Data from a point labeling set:
__________________________________________________
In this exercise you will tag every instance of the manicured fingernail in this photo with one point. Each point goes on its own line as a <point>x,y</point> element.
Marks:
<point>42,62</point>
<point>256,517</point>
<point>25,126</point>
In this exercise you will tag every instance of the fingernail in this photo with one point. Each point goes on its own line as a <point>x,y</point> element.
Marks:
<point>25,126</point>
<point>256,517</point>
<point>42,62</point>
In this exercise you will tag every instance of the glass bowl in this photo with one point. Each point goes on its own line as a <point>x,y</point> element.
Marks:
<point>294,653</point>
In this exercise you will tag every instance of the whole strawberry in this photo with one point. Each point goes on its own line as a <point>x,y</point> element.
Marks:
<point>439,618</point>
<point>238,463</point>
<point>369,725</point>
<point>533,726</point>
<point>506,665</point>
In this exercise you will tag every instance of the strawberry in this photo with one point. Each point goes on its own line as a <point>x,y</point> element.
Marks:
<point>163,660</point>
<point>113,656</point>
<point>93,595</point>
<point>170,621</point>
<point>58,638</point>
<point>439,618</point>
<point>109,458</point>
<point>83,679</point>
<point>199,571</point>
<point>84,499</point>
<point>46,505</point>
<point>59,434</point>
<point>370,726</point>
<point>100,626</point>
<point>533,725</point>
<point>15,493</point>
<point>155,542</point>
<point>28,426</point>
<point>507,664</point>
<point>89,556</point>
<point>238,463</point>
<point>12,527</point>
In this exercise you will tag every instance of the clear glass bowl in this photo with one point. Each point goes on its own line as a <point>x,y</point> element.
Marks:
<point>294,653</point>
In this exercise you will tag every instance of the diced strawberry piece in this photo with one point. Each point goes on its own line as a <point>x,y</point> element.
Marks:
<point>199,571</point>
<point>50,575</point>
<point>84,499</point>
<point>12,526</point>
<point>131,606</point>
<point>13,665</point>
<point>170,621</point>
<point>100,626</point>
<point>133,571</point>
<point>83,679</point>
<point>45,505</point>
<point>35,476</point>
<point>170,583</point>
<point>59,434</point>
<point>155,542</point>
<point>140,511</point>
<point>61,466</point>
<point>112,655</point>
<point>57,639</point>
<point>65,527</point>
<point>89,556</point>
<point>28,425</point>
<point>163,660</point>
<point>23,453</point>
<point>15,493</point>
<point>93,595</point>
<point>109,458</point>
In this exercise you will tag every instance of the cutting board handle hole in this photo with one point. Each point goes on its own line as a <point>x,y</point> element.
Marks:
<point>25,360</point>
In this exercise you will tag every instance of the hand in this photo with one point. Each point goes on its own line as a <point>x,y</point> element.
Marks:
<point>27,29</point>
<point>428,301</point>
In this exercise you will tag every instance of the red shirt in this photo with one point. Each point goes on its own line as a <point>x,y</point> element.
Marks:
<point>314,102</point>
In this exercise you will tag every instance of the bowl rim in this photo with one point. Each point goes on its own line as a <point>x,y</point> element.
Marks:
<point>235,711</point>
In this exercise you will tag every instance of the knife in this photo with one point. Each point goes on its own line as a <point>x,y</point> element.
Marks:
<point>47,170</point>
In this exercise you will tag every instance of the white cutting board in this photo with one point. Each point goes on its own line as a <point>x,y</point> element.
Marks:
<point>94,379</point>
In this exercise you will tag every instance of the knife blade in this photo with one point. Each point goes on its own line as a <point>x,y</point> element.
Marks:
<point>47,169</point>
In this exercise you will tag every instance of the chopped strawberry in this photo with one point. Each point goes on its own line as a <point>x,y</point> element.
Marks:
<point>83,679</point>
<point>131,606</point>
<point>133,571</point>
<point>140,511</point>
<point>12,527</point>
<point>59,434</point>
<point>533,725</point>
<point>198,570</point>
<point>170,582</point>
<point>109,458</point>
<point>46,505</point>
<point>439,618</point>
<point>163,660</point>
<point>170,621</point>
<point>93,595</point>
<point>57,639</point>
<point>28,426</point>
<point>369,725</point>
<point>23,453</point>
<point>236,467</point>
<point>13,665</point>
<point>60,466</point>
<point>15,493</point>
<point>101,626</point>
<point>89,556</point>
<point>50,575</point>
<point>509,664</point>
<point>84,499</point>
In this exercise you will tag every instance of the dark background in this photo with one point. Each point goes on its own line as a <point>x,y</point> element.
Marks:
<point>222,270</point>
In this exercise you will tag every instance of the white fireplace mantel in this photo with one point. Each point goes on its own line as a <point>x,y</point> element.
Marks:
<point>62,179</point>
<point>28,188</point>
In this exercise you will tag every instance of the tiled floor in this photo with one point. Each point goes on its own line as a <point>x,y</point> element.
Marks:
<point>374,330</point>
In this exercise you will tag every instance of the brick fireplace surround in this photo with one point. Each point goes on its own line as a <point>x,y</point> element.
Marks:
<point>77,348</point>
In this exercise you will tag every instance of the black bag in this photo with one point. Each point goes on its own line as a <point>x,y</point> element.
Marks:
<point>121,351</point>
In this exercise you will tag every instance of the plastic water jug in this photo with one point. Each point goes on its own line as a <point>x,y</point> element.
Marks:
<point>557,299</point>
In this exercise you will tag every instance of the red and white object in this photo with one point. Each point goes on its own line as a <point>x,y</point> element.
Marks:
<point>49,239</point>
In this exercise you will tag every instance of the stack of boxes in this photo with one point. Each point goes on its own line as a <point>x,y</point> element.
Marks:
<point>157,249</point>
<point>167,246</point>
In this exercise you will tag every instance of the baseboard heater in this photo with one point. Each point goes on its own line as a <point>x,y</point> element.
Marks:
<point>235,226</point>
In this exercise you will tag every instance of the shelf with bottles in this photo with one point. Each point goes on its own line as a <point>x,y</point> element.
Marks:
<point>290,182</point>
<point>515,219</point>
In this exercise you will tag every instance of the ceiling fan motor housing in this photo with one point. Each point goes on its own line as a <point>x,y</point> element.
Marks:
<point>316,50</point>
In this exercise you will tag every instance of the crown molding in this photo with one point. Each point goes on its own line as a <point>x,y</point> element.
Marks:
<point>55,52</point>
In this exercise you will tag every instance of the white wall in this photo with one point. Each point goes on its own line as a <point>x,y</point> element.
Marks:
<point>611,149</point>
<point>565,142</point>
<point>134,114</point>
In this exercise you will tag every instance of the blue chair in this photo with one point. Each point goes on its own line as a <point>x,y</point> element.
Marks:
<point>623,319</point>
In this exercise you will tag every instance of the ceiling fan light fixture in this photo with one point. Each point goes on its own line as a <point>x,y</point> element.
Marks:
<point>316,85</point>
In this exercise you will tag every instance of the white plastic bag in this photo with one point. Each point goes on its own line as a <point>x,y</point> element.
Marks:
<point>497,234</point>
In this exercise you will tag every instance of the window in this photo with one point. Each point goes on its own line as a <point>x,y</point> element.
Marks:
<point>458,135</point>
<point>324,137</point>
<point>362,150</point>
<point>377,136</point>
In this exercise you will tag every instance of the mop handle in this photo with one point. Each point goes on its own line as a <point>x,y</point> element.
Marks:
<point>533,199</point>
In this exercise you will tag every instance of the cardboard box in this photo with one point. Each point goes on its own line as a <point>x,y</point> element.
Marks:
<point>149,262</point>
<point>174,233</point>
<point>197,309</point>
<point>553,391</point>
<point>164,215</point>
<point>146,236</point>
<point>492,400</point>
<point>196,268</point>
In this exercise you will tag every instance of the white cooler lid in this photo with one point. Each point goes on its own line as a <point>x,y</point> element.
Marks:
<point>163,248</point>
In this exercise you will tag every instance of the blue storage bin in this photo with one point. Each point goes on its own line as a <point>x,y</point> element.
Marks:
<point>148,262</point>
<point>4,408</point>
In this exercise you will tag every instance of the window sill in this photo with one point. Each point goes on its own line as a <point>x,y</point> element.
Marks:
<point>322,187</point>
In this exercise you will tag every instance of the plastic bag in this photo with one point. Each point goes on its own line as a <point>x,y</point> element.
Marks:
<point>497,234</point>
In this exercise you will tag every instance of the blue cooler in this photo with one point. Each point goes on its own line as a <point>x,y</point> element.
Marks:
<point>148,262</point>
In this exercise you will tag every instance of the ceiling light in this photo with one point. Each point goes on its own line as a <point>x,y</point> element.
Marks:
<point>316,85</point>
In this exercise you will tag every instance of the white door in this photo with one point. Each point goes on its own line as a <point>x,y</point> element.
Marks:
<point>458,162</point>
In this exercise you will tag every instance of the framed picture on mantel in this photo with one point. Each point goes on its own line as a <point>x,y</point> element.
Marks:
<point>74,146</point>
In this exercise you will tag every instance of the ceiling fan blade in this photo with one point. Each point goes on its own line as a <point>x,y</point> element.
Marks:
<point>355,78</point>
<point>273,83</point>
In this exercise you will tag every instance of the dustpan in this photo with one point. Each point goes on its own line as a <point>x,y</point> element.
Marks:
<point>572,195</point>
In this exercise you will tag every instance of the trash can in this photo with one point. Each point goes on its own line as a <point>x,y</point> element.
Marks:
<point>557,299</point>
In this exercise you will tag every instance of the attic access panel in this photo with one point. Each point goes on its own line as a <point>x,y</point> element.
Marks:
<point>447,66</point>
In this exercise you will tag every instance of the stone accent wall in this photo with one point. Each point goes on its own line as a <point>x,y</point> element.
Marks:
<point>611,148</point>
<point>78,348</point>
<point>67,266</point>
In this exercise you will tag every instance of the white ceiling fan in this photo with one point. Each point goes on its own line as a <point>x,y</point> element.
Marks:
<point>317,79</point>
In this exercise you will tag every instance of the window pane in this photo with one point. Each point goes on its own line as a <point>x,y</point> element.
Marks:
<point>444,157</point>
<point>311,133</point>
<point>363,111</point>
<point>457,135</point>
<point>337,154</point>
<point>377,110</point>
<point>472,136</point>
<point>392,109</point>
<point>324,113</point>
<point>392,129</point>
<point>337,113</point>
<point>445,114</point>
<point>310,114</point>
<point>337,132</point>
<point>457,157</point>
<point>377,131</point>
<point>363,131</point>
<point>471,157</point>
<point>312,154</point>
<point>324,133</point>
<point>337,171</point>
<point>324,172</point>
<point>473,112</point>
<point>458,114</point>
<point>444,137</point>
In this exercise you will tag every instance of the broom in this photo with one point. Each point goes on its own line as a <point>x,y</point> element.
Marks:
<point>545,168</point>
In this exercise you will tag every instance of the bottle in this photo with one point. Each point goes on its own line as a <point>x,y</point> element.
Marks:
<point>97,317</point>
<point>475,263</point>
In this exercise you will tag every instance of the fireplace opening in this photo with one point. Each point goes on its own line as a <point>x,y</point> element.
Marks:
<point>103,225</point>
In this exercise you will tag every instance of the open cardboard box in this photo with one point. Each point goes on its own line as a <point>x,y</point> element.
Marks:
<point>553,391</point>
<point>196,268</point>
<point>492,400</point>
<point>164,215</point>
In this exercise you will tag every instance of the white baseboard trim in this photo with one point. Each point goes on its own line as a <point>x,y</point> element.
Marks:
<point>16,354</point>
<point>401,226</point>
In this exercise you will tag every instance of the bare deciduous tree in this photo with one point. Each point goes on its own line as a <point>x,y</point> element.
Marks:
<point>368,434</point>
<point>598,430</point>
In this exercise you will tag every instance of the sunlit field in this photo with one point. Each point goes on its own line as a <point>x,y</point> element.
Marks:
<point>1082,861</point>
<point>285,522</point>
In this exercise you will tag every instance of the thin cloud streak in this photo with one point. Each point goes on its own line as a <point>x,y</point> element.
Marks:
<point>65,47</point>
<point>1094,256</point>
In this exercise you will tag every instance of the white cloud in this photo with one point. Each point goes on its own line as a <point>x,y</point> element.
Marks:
__________________________________________________
#### AIM OF THE TASK
Rescale the data from the line containing "the window pane" through the line containing "<point>444,137</point>", both lines included, and reproduce every line of that range, requests and all. Multiply each x and y coordinate in the answers by 1.6 and round to the nearest whole number, with halves rounded up.

#### SOLUTION TO THE PROBLEM
In this exercise you will tag every instance of the window pane in this photo with one point. Each point goes on its own line as a <point>x,y</point> element.
Marks:
<point>710,251</point>
<point>498,213</point>
<point>581,178</point>
<point>731,216</point>
<point>539,246</point>
<point>603,176</point>
<point>755,218</point>
<point>627,174</point>
<point>518,181</point>
<point>627,206</point>
<point>539,181</point>
<point>712,182</point>
<point>496,182</point>
<point>539,211</point>
<point>731,251</point>
<point>603,210</point>
<point>581,210</point>
<point>754,251</point>
<point>499,246</point>
<point>518,213</point>
<point>539,274</point>
<point>518,275</point>
<point>757,179</point>
<point>733,182</point>
<point>710,219</point>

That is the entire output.